PROVIDED DATA:
-- START --
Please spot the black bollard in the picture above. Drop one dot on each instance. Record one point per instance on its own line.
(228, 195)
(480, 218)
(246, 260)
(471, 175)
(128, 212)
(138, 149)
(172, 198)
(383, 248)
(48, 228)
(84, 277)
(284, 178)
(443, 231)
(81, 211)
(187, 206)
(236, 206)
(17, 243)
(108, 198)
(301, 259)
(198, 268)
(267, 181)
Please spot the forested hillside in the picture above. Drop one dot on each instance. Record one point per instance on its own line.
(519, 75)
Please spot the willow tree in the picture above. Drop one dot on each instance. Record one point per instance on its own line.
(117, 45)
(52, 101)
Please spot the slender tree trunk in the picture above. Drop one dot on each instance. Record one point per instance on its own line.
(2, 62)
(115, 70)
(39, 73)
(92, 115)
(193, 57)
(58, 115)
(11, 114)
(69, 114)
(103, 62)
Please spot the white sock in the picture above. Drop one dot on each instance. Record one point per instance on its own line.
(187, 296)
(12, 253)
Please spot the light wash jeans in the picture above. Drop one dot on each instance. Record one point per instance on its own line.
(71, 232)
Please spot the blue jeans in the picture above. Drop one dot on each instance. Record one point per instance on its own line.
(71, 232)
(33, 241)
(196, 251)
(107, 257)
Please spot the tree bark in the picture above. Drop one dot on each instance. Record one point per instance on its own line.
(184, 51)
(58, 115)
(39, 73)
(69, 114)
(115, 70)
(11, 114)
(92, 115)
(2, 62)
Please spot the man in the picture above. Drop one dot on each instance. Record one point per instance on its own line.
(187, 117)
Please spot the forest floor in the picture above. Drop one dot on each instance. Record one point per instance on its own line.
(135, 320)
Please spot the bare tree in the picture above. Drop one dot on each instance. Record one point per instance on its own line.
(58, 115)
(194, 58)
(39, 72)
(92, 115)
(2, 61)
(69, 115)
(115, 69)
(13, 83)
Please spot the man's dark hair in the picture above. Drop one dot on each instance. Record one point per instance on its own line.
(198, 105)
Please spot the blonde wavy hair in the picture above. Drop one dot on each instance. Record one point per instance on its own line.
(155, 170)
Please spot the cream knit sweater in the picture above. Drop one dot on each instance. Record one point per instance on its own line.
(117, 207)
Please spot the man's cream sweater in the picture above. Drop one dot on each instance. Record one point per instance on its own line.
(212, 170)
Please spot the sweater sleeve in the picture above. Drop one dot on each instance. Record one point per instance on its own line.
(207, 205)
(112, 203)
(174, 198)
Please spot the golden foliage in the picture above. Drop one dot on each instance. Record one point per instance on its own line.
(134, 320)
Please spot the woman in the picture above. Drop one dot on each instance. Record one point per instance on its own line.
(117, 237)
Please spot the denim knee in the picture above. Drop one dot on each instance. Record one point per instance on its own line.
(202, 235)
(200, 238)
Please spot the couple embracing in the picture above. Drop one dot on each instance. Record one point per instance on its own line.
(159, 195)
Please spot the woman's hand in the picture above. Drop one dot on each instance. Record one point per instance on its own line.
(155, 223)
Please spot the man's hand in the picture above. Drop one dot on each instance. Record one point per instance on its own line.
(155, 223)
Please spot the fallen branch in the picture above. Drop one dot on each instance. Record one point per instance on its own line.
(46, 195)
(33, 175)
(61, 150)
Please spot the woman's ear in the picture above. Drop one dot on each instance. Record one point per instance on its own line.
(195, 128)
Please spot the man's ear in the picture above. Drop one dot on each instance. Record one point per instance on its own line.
-- END --
EXERCISE GOAL: Recast all the items above as a JSON list of strings, one string per line, leaving out any blank lines.

OUTPUT OF THE TASK:
[
  "Please spot the black bollard in the picture above. Drop one dot on each instance. Record one point per instance on its own line.",
  "(228, 195)",
  "(480, 218)",
  "(246, 260)",
  "(471, 175)",
  "(128, 212)",
  "(138, 149)",
  "(172, 198)",
  "(383, 248)",
  "(48, 228)",
  "(84, 277)",
  "(284, 178)",
  "(443, 231)",
  "(81, 211)",
  "(187, 206)",
  "(236, 206)",
  "(17, 243)",
  "(108, 198)",
  "(301, 259)",
  "(198, 268)",
  "(267, 181)",
  "Please spot the forested hillside in the picture above. Drop one dot on each instance. Record one point per instance on its own line.",
  "(519, 75)",
  "Please spot the willow tree in the picture above. Drop one dot on each instance. Record one point per instance on its own line.",
  "(117, 45)",
  "(52, 101)",
  "Please spot the slender tree trunk in the picture above. Drop one dot on each instance. Record one point per instance on its own line.",
  "(2, 62)",
  "(115, 70)",
  "(39, 73)",
  "(92, 115)",
  "(193, 57)",
  "(58, 115)",
  "(11, 114)",
  "(69, 114)",
  "(103, 62)",
  "Please spot the white sock in the picture above. Drop one dot on each instance. Record one point per instance on its own line.",
  "(187, 296)",
  "(12, 253)",
  "Please spot the light wash jeans in the picture above. Drop one dot on each instance. Record one point per instance on its own line.",
  "(71, 232)",
  "Please spot the blue jeans in the picture above. Drop one dot on each instance. Record one point per instance on its own line.",
  "(71, 232)",
  "(33, 241)",
  "(196, 251)",
  "(107, 257)",
  "Please spot the tree bark in the picture above. Drop one dot on each instance. Record one point per instance on its own line.",
  "(184, 51)",
  "(58, 115)",
  "(39, 73)",
  "(69, 114)",
  "(115, 70)",
  "(11, 114)",
  "(92, 115)",
  "(2, 62)",
  "Please spot the man in the picture above. Drop one dot on each instance. Record one point per instance on its own line.",
  "(187, 117)",
  "Please spot the forest floor in the picture above. Drop one dot on each instance. Record one point per instance on its own line.",
  "(135, 320)",
  "Please spot the bare tree in the picture above. Drop one dot on each instance. Record one point per instance on its own line.",
  "(58, 115)",
  "(194, 58)",
  "(39, 72)",
  "(92, 115)",
  "(2, 61)",
  "(69, 115)",
  "(115, 69)",
  "(13, 83)",
  "Please spot the man's dark hair in the picture above. Drop one dot on each instance. Record one point per instance on its own line.",
  "(198, 105)",
  "Please spot the blonde wavy hair in the picture above. Drop one dot on each instance. Record one point per instance on its own line.",
  "(155, 170)",
  "Please spot the cream knit sweater in the picture above. Drop one dot on each instance. Record one point per instance on its own line.",
  "(117, 207)",
  "Please spot the man's cream sweater in the picture above. Drop one dot on each instance. Record one point per instance on its own line.",
  "(212, 170)",
  "Please spot the sweater sleeve in the picture above. Drop one dot on each instance. Record one point per instance on its own line.",
  "(207, 205)",
  "(112, 203)",
  "(174, 198)",
  "Please spot the golden foliage in the picture above. Drop one dot on each instance. Record one point per instance on its own line.",
  "(134, 320)",
  "Please spot the woman in the picture above. Drop one dot on each instance. Record one point per instance on its own line.",
  "(117, 237)",
  "Please spot the denim knee in the picture above. Drop one dot on each instance. Record one point per instance on its own line.",
  "(202, 235)",
  "(200, 238)",
  "Please spot the couple embracing in the picture above. Drop one dot on each instance. Record one point per instance on its own line.",
  "(159, 195)",
  "Please spot the woman's hand in the picture above. Drop one dot on each instance. Record one point per instance on its own line.",
  "(155, 223)",
  "Please spot the man's hand in the picture above. Drop one dot on each instance. Record one point per instance on its own line.",
  "(155, 223)",
  "Please spot the fallen branch in the picture above. Drop one dot on each instance. Record one point per instance on its own line.",
  "(46, 195)",
  "(33, 175)",
  "(61, 150)",
  "Please spot the woman's ear in the picture above. Drop one dot on each instance. Record one point per instance on its own line.",
  "(195, 128)",
  "Please spot the man's ear in the picture above. Drop one dot on each instance. Record one point per instance on its own line."
]